| Records to process |
• • • • •

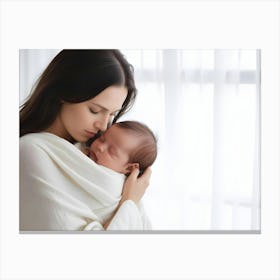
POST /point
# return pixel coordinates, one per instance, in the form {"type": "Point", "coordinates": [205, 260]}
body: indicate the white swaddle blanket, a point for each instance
{"type": "Point", "coordinates": [63, 189]}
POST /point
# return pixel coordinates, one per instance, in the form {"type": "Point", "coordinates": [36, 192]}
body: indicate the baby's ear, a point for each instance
{"type": "Point", "coordinates": [130, 166]}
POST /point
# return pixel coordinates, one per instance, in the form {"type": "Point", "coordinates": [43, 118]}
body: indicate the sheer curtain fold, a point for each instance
{"type": "Point", "coordinates": [204, 107]}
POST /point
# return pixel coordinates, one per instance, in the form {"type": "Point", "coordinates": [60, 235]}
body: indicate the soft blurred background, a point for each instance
{"type": "Point", "coordinates": [204, 107]}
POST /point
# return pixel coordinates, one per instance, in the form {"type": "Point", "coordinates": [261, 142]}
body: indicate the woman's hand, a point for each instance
{"type": "Point", "coordinates": [134, 187]}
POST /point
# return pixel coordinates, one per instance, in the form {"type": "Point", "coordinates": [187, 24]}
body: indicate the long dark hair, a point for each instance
{"type": "Point", "coordinates": [75, 76]}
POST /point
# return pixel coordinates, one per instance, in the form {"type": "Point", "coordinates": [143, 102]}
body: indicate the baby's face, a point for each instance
{"type": "Point", "coordinates": [113, 148]}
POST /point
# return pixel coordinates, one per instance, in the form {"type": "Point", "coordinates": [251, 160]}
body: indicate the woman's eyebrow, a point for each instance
{"type": "Point", "coordinates": [104, 108]}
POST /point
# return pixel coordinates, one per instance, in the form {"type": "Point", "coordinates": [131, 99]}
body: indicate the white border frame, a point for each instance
{"type": "Point", "coordinates": [96, 24]}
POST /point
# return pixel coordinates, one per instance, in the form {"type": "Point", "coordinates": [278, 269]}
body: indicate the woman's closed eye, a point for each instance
{"type": "Point", "coordinates": [93, 111]}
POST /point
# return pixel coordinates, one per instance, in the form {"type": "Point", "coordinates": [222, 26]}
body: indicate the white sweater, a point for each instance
{"type": "Point", "coordinates": [63, 189]}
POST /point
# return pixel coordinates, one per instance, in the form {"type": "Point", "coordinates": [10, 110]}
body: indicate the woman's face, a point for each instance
{"type": "Point", "coordinates": [113, 149]}
{"type": "Point", "coordinates": [81, 121]}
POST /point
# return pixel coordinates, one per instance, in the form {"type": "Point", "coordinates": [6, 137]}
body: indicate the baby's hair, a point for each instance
{"type": "Point", "coordinates": [145, 154]}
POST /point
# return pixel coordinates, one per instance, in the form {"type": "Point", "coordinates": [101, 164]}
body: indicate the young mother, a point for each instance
{"type": "Point", "coordinates": [80, 93]}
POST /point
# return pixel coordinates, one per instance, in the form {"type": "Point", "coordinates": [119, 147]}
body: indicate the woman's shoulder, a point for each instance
{"type": "Point", "coordinates": [31, 139]}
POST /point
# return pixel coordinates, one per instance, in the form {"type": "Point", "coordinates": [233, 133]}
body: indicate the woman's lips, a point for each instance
{"type": "Point", "coordinates": [92, 156]}
{"type": "Point", "coordinates": [90, 133]}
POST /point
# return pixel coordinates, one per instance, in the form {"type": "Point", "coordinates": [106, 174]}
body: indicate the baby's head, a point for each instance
{"type": "Point", "coordinates": [124, 146]}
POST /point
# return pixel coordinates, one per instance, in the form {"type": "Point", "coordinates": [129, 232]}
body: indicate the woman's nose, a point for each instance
{"type": "Point", "coordinates": [102, 124]}
{"type": "Point", "coordinates": [100, 147]}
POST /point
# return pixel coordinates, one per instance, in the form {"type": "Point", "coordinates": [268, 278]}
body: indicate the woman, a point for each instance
{"type": "Point", "coordinates": [80, 93]}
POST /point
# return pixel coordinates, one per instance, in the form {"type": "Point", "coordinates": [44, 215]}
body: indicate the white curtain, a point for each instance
{"type": "Point", "coordinates": [204, 107]}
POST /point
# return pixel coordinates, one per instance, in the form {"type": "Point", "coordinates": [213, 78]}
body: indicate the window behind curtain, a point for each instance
{"type": "Point", "coordinates": [204, 106]}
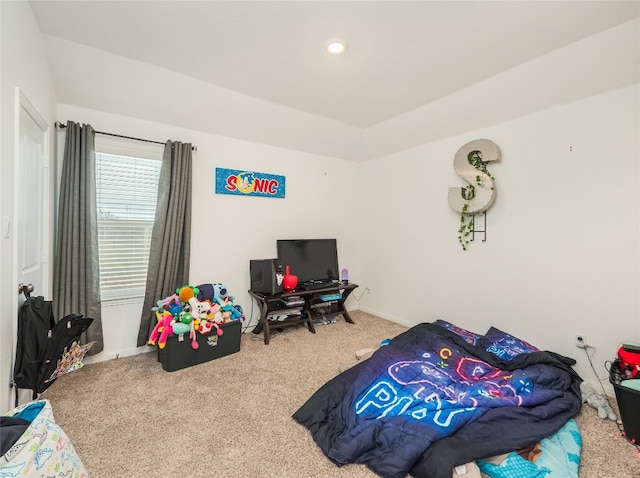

• • • • •

| Work to be completed |
Everything in the listing must be restated word for word, except for the pictures.

| Answer for the task |
POST /point
# return pixel coordinates, one per instance, in the form {"type": "Point", "coordinates": [205, 260]}
body: indicate the white swaddle blanket, a point for each instance
{"type": "Point", "coordinates": [63, 189]}
POST /point
# return pixel coordinates, one per instance, in the form {"type": "Point", "coordinates": [36, 192]}
body: indicate the baby's ear, a point for each instance
{"type": "Point", "coordinates": [130, 166]}
POST /point
# return pixel coordinates, one per instance, in the form {"type": "Point", "coordinates": [43, 118]}
body: indicate the sheer curtain fold, a point for each instance
{"type": "Point", "coordinates": [204, 107]}
POST /point
# return pixel coordinates, one per instance, in the form {"type": "Point", "coordinates": [60, 235]}
body: indicate the soft blurred background, a point for each instance
{"type": "Point", "coordinates": [204, 107]}
POST /point
# return pixel coordinates, one per instance, in the form {"type": "Point", "coordinates": [261, 142]}
body: indicate the woman's hand, a point for each instance
{"type": "Point", "coordinates": [134, 187]}
POST /point
# return pixel coordinates, one per instance, in the form {"type": "Point", "coordinates": [187, 24]}
body: indicate the long dark hair, a point for each instance
{"type": "Point", "coordinates": [75, 76]}
POST /point
# return pixel coordinates, one per instance, in the form {"type": "Point", "coordinates": [143, 102]}
body: indicate the baby's face, a point for each instance
{"type": "Point", "coordinates": [113, 148]}
POST /point
# return pixel coordinates, one per instance, in the form {"type": "Point", "coordinates": [251, 160]}
body: indicate the woman's eyebrow, a point for each instance
{"type": "Point", "coordinates": [104, 108]}
POST /point
# return pixel coordinates, one per instance, in the form {"type": "Point", "coordinates": [131, 99]}
body: indicate the white border frame, a point for each instance
{"type": "Point", "coordinates": [96, 24]}
POST /point
# return pixel coordinates, one per instance, in the form {"type": "Point", "coordinates": [278, 269]}
body: indicate the woman's closed eye, a point for each instance
{"type": "Point", "coordinates": [93, 111]}
POST /point
# return pixel coordinates, one per instance, in the form {"type": "Point", "coordinates": [222, 26]}
body: indicate the white sweater, a point for each instance
{"type": "Point", "coordinates": [63, 189]}
POST /point
# return pixel coordinates, one per instance, in the form {"type": "Point", "coordinates": [10, 110]}
body: indicate the woman's face, a point for each instance
{"type": "Point", "coordinates": [113, 149]}
{"type": "Point", "coordinates": [81, 121]}
POST /point
# return pixel coordinates, one per instance, in the form {"type": "Point", "coordinates": [6, 137]}
body: indicate the baby's hair, a point for each instance
{"type": "Point", "coordinates": [145, 154]}
POST /point
# return pixel coordinates, one per instance, in the form {"type": "Point", "coordinates": [101, 164]}
body: indicate the young mother, a point for each instance
{"type": "Point", "coordinates": [80, 93]}
POST /point
# return pixel coordinates, one per instance, in the form {"type": "Point", "coordinates": [119, 147]}
body: indicate the woman's shoulder, a point for each instance
{"type": "Point", "coordinates": [31, 139]}
POST /point
# return pixel coordinates, one per instance, in the form {"type": "Point", "coordinates": [233, 133]}
body: indicate the woman's lips, a point for each instance
{"type": "Point", "coordinates": [92, 156]}
{"type": "Point", "coordinates": [90, 133]}
POST /point
# return pixel coordinates, one per instance, in the form {"type": "Point", "coordinates": [106, 174]}
body: indicate the baby's head, a point for each instance
{"type": "Point", "coordinates": [124, 146]}
POST /point
# return pixel coordinates, one per instance, in the form {"type": "Point", "coordinates": [129, 232]}
body: indicate the woman's nose, a point for each instance
{"type": "Point", "coordinates": [102, 124]}
{"type": "Point", "coordinates": [100, 147]}
POST /point
# return pixel coordinates, one per instance, in the form {"type": "Point", "coordinates": [268, 278]}
body: indicate the woman, a point for each instance
{"type": "Point", "coordinates": [80, 93]}
POST /point
# return pixel coordinates, one per instance, in the form {"type": "Point", "coordinates": [44, 215]}
body: indicate the white curtain, a point for each instance
{"type": "Point", "coordinates": [204, 107]}
POST /point
# return pixel coordinates, one per instance, in the form {"type": "Point", "coordinates": [213, 78]}
body: indicate the window behind curtain, a point for each instance
{"type": "Point", "coordinates": [204, 106]}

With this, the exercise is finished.